What to do: Return each line of the items below that contains the string "curtain". Case matters.

## BEGIN Data lines

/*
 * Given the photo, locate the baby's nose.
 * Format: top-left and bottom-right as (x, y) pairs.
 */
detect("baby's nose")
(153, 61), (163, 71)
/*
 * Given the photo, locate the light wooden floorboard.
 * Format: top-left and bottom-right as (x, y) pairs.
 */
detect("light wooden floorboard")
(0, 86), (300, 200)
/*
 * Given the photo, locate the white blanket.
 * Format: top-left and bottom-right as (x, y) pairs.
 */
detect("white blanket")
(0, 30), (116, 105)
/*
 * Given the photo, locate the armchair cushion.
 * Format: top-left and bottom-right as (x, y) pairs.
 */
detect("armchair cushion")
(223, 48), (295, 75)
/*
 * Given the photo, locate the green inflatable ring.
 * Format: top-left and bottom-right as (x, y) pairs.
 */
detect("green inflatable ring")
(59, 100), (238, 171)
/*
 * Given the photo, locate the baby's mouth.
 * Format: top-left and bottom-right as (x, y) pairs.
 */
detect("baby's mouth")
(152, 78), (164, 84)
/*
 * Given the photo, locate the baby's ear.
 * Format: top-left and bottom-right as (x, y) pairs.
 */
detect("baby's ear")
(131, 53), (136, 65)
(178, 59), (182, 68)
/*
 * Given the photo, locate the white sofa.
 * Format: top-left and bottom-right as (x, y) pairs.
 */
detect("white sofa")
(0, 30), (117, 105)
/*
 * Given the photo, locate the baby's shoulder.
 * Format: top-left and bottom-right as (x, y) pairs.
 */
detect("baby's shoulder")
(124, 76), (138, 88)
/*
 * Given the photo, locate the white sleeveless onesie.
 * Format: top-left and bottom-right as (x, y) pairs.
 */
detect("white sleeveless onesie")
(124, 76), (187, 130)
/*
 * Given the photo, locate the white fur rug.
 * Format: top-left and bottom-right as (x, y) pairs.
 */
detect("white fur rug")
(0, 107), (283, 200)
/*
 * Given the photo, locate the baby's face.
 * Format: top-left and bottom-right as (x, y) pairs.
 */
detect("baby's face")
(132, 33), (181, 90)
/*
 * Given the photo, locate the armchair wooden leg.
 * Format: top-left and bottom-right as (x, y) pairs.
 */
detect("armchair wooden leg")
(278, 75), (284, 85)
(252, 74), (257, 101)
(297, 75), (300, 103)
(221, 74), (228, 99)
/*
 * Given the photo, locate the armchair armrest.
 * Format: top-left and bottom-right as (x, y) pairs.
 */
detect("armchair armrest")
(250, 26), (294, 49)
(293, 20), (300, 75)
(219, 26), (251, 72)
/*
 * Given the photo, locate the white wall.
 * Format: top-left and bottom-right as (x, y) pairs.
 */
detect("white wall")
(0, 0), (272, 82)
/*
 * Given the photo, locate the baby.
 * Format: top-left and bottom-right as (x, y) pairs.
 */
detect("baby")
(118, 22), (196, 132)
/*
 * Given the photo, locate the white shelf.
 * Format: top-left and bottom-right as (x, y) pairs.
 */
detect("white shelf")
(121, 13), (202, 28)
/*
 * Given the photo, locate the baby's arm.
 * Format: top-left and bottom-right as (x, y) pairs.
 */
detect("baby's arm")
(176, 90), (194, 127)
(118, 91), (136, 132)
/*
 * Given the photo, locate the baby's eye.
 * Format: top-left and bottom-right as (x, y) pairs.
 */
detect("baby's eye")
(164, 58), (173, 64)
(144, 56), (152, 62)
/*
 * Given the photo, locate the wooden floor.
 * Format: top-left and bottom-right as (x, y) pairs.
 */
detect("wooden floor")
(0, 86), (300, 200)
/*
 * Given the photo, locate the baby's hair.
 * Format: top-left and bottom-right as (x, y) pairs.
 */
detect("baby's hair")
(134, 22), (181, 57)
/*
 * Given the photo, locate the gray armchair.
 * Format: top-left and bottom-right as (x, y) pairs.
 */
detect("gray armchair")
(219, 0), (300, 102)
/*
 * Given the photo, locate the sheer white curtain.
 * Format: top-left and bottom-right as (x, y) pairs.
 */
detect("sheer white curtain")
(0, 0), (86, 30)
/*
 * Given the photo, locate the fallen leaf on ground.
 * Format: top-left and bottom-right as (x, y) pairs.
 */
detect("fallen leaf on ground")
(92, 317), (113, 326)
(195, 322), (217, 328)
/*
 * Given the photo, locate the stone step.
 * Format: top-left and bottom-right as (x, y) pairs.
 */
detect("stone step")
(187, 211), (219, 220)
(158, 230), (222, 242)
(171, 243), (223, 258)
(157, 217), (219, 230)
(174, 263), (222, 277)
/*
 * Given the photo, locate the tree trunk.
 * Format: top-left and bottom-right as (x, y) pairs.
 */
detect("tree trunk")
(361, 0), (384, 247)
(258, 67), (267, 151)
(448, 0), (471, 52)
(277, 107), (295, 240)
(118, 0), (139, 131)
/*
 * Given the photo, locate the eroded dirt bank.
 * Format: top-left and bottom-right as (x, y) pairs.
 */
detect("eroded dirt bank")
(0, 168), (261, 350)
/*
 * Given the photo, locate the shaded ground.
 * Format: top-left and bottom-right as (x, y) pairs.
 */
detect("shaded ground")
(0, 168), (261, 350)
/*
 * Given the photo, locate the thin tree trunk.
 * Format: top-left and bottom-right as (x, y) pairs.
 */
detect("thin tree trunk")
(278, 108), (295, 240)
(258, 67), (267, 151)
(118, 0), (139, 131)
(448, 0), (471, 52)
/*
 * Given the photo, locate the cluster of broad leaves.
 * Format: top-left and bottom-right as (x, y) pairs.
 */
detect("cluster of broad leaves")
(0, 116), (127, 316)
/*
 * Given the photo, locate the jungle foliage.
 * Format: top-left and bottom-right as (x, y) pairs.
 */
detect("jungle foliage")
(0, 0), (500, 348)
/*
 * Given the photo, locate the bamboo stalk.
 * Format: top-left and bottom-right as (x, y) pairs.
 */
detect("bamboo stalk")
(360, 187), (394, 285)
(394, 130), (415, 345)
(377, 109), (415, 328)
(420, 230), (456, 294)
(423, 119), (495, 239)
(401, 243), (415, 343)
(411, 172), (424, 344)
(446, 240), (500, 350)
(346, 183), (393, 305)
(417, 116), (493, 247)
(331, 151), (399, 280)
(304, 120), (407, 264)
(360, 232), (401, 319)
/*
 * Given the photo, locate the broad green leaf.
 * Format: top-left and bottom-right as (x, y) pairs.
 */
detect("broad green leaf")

## END Data lines

Expected output:
 * Given the photo, locate the sheer white curtain.
detect("sheer white curtain")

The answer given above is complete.